Task to complete: Below are the entries. Transcribe exactly the lines from the one with "For every <instance>" through the one with "negative clicks: (250, 664) (236, 670)", ends included, and leave out all others.

Record excerpts:
+ + + + +

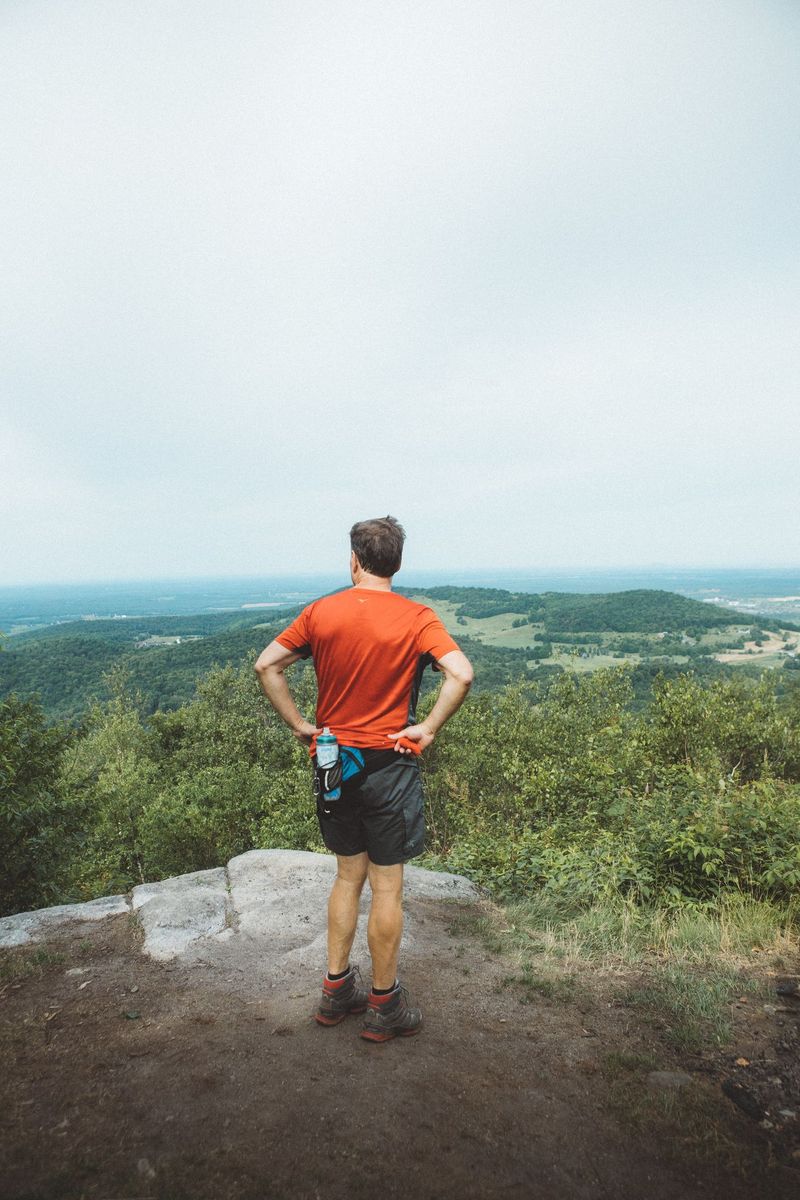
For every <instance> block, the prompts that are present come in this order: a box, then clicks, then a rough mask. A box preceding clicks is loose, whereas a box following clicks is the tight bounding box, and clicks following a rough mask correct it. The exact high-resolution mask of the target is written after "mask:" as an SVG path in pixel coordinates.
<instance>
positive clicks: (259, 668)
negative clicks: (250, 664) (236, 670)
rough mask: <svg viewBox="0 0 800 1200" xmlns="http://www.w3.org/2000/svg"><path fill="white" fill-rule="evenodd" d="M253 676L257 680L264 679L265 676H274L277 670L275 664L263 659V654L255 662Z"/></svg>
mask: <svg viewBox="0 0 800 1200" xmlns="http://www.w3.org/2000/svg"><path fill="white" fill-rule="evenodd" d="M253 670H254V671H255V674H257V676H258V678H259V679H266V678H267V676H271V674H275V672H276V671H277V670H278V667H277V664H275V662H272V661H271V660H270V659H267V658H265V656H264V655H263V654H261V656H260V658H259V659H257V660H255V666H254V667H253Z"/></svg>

+ + + + +

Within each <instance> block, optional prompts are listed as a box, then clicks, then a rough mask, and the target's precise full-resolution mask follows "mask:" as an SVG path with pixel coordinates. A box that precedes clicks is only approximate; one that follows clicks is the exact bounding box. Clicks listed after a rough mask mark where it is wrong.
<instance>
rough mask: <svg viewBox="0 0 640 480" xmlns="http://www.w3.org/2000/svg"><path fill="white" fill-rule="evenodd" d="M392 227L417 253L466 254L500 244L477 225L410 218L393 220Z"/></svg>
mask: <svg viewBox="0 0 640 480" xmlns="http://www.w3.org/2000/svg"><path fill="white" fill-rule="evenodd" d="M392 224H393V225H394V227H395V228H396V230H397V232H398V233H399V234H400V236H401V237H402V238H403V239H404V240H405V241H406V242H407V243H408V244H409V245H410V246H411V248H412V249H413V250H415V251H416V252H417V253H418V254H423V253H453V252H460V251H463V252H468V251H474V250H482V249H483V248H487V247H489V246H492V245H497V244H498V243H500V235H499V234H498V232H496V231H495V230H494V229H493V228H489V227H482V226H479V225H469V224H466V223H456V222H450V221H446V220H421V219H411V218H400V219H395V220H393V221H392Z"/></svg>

+ + + + +

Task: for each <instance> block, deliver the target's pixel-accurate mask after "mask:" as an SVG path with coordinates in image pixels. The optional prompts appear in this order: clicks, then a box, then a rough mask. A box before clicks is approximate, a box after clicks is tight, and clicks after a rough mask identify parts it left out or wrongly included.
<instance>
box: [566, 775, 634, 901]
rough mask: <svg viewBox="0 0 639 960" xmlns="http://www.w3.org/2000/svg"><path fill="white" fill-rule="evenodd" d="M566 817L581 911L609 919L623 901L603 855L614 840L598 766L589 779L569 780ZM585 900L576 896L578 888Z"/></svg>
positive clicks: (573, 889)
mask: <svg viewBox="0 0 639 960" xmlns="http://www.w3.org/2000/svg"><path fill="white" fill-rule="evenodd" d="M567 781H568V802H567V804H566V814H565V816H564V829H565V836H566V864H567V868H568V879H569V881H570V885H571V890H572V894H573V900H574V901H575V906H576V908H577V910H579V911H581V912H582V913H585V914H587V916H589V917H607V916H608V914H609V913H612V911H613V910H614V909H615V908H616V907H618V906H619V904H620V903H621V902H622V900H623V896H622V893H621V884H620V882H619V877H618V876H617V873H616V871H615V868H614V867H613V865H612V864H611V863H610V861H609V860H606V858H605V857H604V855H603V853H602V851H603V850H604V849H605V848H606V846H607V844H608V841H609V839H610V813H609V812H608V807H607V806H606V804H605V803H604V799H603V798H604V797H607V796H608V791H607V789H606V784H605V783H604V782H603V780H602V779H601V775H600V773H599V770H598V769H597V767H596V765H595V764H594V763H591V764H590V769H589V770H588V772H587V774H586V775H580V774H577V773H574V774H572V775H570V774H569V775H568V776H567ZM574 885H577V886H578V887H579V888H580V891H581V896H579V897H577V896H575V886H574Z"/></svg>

+ + + + +

Written response:
For every <instance> block, the prompts that are present come in this order: a box, then clicks, then a rough mask. A box preceding clicks is loose, whereas a box following clicks is the tight bounding box, and clicks following a rough mask correct it. The exact high-resolution mask of the target is written after "mask:" as an SVG path in pixel coordinates.
<instance>
positive clicks: (259, 668)
negative clicks: (250, 664) (236, 670)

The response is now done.